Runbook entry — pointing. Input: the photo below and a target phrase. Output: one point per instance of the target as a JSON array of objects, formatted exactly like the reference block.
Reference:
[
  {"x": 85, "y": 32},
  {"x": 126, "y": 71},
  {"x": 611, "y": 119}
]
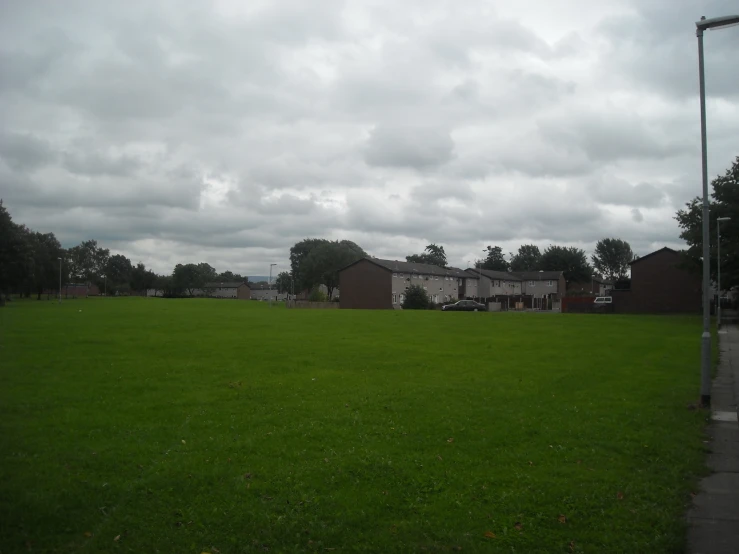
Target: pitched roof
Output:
[
  {"x": 412, "y": 267},
  {"x": 227, "y": 285},
  {"x": 538, "y": 275},
  {"x": 665, "y": 249},
  {"x": 498, "y": 275}
]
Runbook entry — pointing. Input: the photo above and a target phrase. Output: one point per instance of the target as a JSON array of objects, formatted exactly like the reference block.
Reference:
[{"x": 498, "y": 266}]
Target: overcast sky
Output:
[{"x": 226, "y": 131}]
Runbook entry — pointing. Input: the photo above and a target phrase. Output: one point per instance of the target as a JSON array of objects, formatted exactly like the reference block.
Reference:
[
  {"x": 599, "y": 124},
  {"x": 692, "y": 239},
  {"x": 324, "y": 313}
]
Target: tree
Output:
[
  {"x": 46, "y": 251},
  {"x": 298, "y": 253},
  {"x": 415, "y": 298},
  {"x": 725, "y": 203},
  {"x": 87, "y": 261},
  {"x": 612, "y": 257},
  {"x": 15, "y": 253},
  {"x": 117, "y": 272},
  {"x": 283, "y": 283},
  {"x": 142, "y": 279},
  {"x": 570, "y": 260},
  {"x": 321, "y": 266},
  {"x": 494, "y": 261},
  {"x": 528, "y": 258},
  {"x": 433, "y": 254}
]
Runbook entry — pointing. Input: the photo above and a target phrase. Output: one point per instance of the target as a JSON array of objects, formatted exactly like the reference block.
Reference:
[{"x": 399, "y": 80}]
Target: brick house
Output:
[
  {"x": 372, "y": 283},
  {"x": 660, "y": 284},
  {"x": 237, "y": 290}
]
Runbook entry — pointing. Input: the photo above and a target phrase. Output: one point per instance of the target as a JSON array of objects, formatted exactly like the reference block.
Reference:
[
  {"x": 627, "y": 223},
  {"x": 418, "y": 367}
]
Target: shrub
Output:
[
  {"x": 317, "y": 295},
  {"x": 415, "y": 298}
]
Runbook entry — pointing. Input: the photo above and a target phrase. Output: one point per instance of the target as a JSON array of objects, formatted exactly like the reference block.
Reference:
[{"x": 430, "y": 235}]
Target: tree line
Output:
[{"x": 34, "y": 263}]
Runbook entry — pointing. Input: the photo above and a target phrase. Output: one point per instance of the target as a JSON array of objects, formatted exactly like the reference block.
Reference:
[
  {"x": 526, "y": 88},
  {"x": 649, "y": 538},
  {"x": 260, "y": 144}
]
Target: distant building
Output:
[
  {"x": 372, "y": 283},
  {"x": 241, "y": 291},
  {"x": 660, "y": 284}
]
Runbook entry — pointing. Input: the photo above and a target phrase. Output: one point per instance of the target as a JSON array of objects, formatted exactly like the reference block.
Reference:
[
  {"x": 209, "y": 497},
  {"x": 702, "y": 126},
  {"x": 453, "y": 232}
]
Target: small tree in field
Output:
[{"x": 415, "y": 298}]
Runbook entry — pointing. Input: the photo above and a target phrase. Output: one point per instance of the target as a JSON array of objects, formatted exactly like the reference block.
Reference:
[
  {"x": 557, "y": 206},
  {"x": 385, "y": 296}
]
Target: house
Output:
[
  {"x": 237, "y": 290},
  {"x": 596, "y": 285},
  {"x": 528, "y": 289},
  {"x": 660, "y": 283},
  {"x": 372, "y": 283},
  {"x": 265, "y": 292}
]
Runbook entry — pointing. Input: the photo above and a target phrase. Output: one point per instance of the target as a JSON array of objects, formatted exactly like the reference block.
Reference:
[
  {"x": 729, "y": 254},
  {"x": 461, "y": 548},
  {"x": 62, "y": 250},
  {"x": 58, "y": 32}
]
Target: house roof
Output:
[
  {"x": 499, "y": 275},
  {"x": 227, "y": 285},
  {"x": 411, "y": 267},
  {"x": 661, "y": 250},
  {"x": 538, "y": 275}
]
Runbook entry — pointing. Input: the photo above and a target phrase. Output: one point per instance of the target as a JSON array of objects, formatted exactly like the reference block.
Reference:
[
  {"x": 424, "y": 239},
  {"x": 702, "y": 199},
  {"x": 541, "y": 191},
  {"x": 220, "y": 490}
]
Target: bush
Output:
[
  {"x": 415, "y": 298},
  {"x": 317, "y": 295}
]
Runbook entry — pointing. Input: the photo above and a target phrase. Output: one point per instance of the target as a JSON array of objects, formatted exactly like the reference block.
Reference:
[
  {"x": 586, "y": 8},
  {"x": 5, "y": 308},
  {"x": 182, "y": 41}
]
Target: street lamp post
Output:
[
  {"x": 718, "y": 257},
  {"x": 702, "y": 25},
  {"x": 270, "y": 281}
]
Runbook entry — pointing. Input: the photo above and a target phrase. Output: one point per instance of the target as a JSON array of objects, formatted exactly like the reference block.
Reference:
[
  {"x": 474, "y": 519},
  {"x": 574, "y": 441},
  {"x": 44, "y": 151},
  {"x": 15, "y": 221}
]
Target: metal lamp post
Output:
[
  {"x": 270, "y": 281},
  {"x": 718, "y": 284},
  {"x": 702, "y": 25}
]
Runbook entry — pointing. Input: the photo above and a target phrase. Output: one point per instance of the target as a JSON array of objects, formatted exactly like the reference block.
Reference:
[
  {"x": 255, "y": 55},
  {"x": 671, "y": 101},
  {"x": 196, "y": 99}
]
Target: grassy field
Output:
[{"x": 189, "y": 426}]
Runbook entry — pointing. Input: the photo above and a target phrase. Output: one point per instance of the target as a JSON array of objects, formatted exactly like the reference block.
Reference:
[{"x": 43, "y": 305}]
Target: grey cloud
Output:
[
  {"x": 620, "y": 193},
  {"x": 656, "y": 48},
  {"x": 95, "y": 163},
  {"x": 408, "y": 146},
  {"x": 607, "y": 137},
  {"x": 24, "y": 152}
]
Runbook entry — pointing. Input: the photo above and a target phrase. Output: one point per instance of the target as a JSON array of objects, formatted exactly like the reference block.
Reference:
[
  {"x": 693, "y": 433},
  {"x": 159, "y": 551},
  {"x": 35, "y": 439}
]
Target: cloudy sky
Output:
[{"x": 226, "y": 131}]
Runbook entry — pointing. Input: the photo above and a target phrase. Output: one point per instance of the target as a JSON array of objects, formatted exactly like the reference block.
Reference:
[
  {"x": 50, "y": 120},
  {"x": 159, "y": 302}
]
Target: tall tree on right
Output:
[
  {"x": 725, "y": 203},
  {"x": 494, "y": 260},
  {"x": 612, "y": 258},
  {"x": 568, "y": 259},
  {"x": 528, "y": 258}
]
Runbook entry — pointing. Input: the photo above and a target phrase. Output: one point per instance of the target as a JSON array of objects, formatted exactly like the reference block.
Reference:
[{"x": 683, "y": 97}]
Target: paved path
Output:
[{"x": 714, "y": 518}]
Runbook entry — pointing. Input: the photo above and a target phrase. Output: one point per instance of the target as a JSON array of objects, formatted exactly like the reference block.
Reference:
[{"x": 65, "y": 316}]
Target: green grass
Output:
[{"x": 204, "y": 425}]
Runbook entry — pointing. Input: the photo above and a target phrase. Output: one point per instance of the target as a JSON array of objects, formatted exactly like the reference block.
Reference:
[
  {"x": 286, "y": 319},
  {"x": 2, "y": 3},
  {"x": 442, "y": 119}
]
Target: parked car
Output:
[{"x": 464, "y": 306}]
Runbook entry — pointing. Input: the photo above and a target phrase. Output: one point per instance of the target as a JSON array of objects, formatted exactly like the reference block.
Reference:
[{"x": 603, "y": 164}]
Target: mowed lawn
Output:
[{"x": 189, "y": 426}]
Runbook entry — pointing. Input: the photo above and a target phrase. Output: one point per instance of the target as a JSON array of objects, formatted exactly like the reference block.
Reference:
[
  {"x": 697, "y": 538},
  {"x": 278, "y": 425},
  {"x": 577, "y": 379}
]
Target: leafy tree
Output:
[
  {"x": 117, "y": 272},
  {"x": 612, "y": 257},
  {"x": 321, "y": 266},
  {"x": 46, "y": 251},
  {"x": 87, "y": 261},
  {"x": 283, "y": 283},
  {"x": 572, "y": 261},
  {"x": 433, "y": 254},
  {"x": 15, "y": 253},
  {"x": 725, "y": 203},
  {"x": 415, "y": 298},
  {"x": 495, "y": 259},
  {"x": 190, "y": 277},
  {"x": 528, "y": 258},
  {"x": 142, "y": 279},
  {"x": 298, "y": 253}
]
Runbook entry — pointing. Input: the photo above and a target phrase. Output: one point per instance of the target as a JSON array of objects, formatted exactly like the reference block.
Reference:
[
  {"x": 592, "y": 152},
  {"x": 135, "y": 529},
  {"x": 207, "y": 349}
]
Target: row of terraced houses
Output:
[
  {"x": 373, "y": 283},
  {"x": 660, "y": 283}
]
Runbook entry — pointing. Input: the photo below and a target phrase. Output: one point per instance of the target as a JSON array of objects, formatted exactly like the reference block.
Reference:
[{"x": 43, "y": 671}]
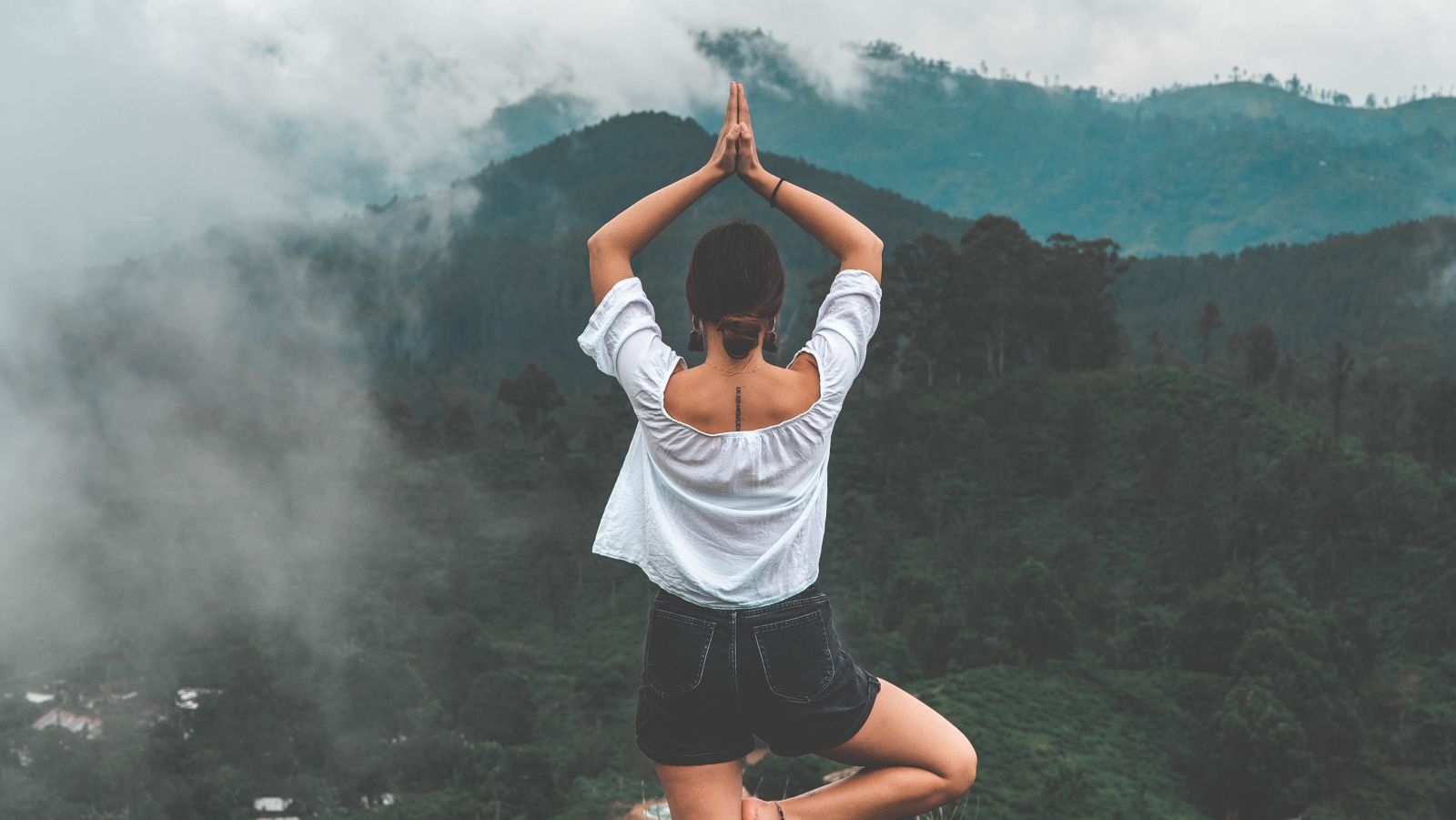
===============
What the task requires:
Go through the listing, and whenever a line contains the string "field", copy that line.

Exercise result:
Target: small tree in field
Target: grassy field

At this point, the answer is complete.